Task instructions ▸
[a] Output the part of the 2020 predictions review that opens with the words containing "Nevertheless, predict I" and closes with "true in 2020.", copying it word for word.
[b] Answer these questions using the 2020 predictions review:
(i) By what percentage did the S&P 500 Index fall from its intraday high on February 19 to its low on March 23?
(ii) By how much had the Consumer Price Index for All Urban Consumers increased over the prior 12 months at the end of November?
(iii) In which month did the futures price for crude oil briefly turn negative?
[c] Resume the article reviewing the author's 2020 predictions from the point where it stops.

2020: A Year of Hits and (Many) Misses
The events of the past 10 months remind me why making predictions can be an exercise in futility. A year ago, I issued my annual list of predictions for 2020. They are listed below with a brief summary of how they turned out.
Of course, I had no way of knowing that a global pandemic was about to sweep through the world with alarming speed. Had I known that, I may not have made any predictions at all.
Nevertheless, predict I did. It did not take long for my expectations for last year to crumble under the weight of COVID-19. Primarily for that reason, only one and a half of my five predictions came true in 2020.
Single-Digit Growth in the S&P 500 Index
I expected the stock market to post a modest return last year. However, I did not expect the double-digit gain it racked up despite the coronavirus pandemic crippling the economy. I also said, “I expect a stock market correction of at least 10% during 2020.” Not only did that come true, but it happened more than once.
From its intraday high on February 19 to its low on March 23, the S&P 500 Index fell 35%. In September, the index fell 10.6% for its second correction of 2020. These days, a decline of 10% doesn’t bother investors as much as it used to since the stock market can quickly recover that amount within a matter of days or just a few weeks.
CPI Above 2.0%, GDP Below 2.0%
A split decision on this one. At the end of November, the Consumer Price Index (CPI) for All Urban Consumers increased by 1.2% over the prior 12 months (before seasonal adjustment). The figure for December was not available in time for inclusion in this article, but it is safe to assume that it will not drive the annual growth rate above 2.0%.
We also do not have the December figure for gross domestic product (GDP), but it is equally safe to assume that it will not drive the annual growth rate above 2.0%. Through the end of October, GDP had contracted by 0.69% over the previous 12 months. That result may improve somewhat over the last two months of this year, but not enough to completely offset the damage done to the economy over the past 10 months.
Crude Oil Will Trade Above $70/BBL
This prediction was looking good in January when the price of oil traded above $65 a barrel. But then the coronavirus pandemic upended the energy sector to the extent that the futures price for crude oil actually turned negative for a brief period in April. There was nowhere for oil producers to store their output so they paid refiners to take it off their hands.

Supplied entries ▸
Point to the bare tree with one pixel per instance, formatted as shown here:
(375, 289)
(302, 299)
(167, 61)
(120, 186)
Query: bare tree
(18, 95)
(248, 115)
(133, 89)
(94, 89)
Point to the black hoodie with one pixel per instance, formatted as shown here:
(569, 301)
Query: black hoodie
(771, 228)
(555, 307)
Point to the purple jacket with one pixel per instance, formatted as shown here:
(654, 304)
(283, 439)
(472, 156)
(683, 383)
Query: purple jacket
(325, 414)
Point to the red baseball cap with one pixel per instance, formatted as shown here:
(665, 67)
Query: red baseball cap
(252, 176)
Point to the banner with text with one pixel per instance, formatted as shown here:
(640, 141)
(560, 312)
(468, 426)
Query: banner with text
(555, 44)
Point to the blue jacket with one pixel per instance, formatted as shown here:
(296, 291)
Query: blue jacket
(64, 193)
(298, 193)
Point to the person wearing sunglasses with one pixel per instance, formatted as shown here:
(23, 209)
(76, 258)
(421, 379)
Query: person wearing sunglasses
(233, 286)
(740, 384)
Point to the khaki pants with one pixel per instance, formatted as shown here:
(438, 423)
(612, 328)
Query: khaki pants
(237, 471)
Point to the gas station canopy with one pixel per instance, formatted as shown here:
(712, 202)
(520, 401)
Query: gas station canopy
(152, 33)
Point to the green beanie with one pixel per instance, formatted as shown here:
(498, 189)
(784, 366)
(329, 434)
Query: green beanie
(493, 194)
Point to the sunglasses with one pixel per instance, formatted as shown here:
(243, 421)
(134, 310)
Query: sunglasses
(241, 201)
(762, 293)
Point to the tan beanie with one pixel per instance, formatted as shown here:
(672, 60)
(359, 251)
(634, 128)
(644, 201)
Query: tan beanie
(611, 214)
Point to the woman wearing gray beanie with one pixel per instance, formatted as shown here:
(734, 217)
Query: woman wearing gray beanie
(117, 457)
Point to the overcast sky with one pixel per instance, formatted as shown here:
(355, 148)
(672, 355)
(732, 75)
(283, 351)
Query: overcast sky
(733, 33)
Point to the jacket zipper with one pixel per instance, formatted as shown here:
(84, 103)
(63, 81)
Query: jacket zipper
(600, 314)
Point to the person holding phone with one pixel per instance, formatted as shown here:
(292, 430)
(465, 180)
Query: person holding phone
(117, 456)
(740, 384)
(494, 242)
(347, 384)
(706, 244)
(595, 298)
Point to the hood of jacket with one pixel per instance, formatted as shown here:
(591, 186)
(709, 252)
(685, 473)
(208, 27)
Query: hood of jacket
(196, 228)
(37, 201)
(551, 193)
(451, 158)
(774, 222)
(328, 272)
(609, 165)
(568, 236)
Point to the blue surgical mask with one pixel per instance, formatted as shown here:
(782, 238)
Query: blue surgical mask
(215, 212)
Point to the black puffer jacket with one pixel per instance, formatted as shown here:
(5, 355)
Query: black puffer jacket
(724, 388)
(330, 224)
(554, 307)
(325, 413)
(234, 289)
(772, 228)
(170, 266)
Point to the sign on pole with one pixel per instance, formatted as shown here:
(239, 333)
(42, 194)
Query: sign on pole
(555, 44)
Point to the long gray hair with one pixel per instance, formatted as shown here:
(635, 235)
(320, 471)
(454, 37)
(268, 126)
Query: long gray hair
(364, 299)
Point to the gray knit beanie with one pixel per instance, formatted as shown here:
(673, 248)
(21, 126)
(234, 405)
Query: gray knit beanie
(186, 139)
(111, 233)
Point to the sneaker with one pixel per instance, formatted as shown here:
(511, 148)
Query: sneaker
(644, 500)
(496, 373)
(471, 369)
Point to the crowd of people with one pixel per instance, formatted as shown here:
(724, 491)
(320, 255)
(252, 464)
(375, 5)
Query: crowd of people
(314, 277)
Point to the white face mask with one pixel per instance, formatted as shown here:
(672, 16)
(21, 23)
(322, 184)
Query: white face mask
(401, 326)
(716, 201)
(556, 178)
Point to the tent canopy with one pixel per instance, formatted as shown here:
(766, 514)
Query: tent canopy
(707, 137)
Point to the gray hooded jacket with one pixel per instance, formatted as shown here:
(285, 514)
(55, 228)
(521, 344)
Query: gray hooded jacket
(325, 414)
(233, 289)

Results ▸
[a]
Nevertheless, predict I did. It did not take long for my expectations for last year to crumble under the weight of COVID-19. Primarily for that reason, only one and a half of my five predictions came true in 2020.

[b]
(i) 35%
(ii) 1.2%
(iii) April

[c]
Recently, the price of oil has rallied above $48 a barrel, but that is still 20% below where it was trading a year ago. At that price, many producers can barely eke out a profit. That explains why my next prediction had absolutely no chance of coming true once COVID-19 entered the scene.
Energy Sector Outperforms Tech Stocks
By far, this was the biggest miss of them all. Not only did tech stocks outperform energy stocks, but the tech sector was the best performing sector last year while the energy sector was the worst.
Again, that is mostly due to the economic distortion caused by COVID-19. As millions of Americans started working from home instead of commuting into the office, demand for gasoline plummeted. At the same time, airline travel dropped nearly 80% which also suppressed demand for aviation fuel.
Bitcoin Falls Below $5,000
When I made this call a year ago, Bitcoin (BTC) was trading above $7,200. For this prediction to come true, Bitcoin would have to drop by at least 30%. That happened less than 90 days later. On March 12, Bitcoin traded below $4,900. The next day, it bottomed out near $4,100 before rallying strongly to close above $5,000.
Since then, Bitcoin has been on a tear. In July, Bitcoin broke above $10,000. Last week, it rose above $28,000 to its highest price yet. If you had the courage to buy it nine months ago, you could have more than quintupled your money.